Natural-language object grounding data:
◇ ◇ ◇ ◇ ◇
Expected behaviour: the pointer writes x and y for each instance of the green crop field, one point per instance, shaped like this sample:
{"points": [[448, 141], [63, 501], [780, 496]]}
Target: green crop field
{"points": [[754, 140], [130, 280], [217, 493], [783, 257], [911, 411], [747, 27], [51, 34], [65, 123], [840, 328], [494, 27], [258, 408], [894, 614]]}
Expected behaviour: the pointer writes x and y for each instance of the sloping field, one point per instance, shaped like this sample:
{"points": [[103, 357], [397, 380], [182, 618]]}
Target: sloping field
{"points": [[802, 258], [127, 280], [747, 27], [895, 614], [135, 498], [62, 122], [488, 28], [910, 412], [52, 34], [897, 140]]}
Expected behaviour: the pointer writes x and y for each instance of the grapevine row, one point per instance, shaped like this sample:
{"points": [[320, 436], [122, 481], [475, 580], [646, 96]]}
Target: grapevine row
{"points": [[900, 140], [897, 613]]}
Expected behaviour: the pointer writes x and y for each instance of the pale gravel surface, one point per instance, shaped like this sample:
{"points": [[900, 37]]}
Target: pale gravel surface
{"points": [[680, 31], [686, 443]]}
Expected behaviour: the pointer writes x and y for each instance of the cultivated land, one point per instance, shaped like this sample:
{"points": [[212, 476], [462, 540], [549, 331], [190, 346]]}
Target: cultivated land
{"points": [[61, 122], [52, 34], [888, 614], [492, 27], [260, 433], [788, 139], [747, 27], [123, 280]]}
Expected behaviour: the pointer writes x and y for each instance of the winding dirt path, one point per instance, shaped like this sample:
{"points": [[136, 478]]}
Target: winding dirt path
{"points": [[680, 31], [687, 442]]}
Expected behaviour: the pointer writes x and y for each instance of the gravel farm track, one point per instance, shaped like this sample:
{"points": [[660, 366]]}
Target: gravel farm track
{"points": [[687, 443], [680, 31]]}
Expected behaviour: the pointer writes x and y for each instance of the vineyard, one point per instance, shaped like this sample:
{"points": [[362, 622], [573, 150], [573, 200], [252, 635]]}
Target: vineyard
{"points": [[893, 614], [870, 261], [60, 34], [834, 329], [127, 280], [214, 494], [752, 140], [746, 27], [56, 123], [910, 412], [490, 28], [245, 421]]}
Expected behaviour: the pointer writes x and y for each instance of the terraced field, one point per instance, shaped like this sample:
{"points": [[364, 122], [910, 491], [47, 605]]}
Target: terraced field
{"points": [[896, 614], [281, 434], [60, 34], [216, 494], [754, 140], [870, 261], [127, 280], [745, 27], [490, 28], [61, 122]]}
◇ ◇ ◇ ◇ ◇
Work request: Reproduce the records in full, exactly as written.

Result of the task:
Expected behaviour: the pointer writes x and y for each instance of the green crop field, one point per instance, shaped like this sample:
{"points": [[448, 141], [63, 501], [780, 496]]}
Target: green crop field
{"points": [[754, 140], [130, 280], [217, 493], [783, 257], [911, 411], [747, 27], [51, 34], [65, 123], [840, 328], [494, 27], [258, 408], [894, 614]]}
Expected behaviour: the pointer writes x and y for each instance of the sloping field, one point per instance, shaped like this sample:
{"points": [[103, 357], [397, 380], [182, 618]]}
Target: sloping field
{"points": [[802, 258], [127, 280], [747, 27], [895, 614], [135, 498], [62, 122], [488, 28], [910, 412], [52, 34], [897, 140]]}
Expected behaviour: the pointer writes x and y for each instance of the grapevine row, one point per instance, shaped like this sample:
{"points": [[320, 436], [122, 481], [475, 580], [646, 96]]}
Target: grapevine row
{"points": [[900, 140], [897, 613]]}
Expected behaviour: the pointer writes x and y for each instance of the pale gravel surface, one point per instance, shaped like this sample:
{"points": [[900, 37]]}
Target: pale gravel surface
{"points": [[680, 31], [686, 443]]}
Expected behaviour: the pointer writes x and y for each instance of the cultivated land, one point per instance, shaped like this sample:
{"points": [[212, 476], [462, 540], [549, 331], [190, 346]]}
Target: cultivated land
{"points": [[61, 122], [52, 34], [888, 614], [492, 27], [260, 433], [788, 139], [747, 27], [123, 280]]}
Expected behaviour: the pointer writes x and y for each instance of the winding dirt path, one point per instance, shaped like this sample:
{"points": [[136, 478]]}
Target: winding dirt path
{"points": [[680, 31], [687, 442]]}
Expected behaviour: the pointer writes x and y for each instance of the gravel farm track, one point per instance, shaped like this sample:
{"points": [[660, 366]]}
Target: gravel farm track
{"points": [[687, 443], [680, 31]]}
Expected behaviour: the pointer writes x and y for each instance of the vineyard, one point per instance, shaped like this sample:
{"points": [[362, 622], [573, 150], [573, 200], [252, 635]]}
Target: vineyard
{"points": [[893, 614], [870, 261], [60, 34], [834, 329], [127, 280], [214, 494], [752, 140], [746, 27], [56, 123], [910, 412], [490, 28], [245, 421]]}
Expected behaviour: the pointer writes x and y for each instance of the terraced field, one point per instance, shaped like this sample:
{"points": [[364, 122], [910, 491], [47, 605]]}
Target: terraced field
{"points": [[896, 614], [281, 434], [60, 34], [216, 494], [754, 140], [870, 261], [127, 280], [745, 27], [490, 28], [61, 122]]}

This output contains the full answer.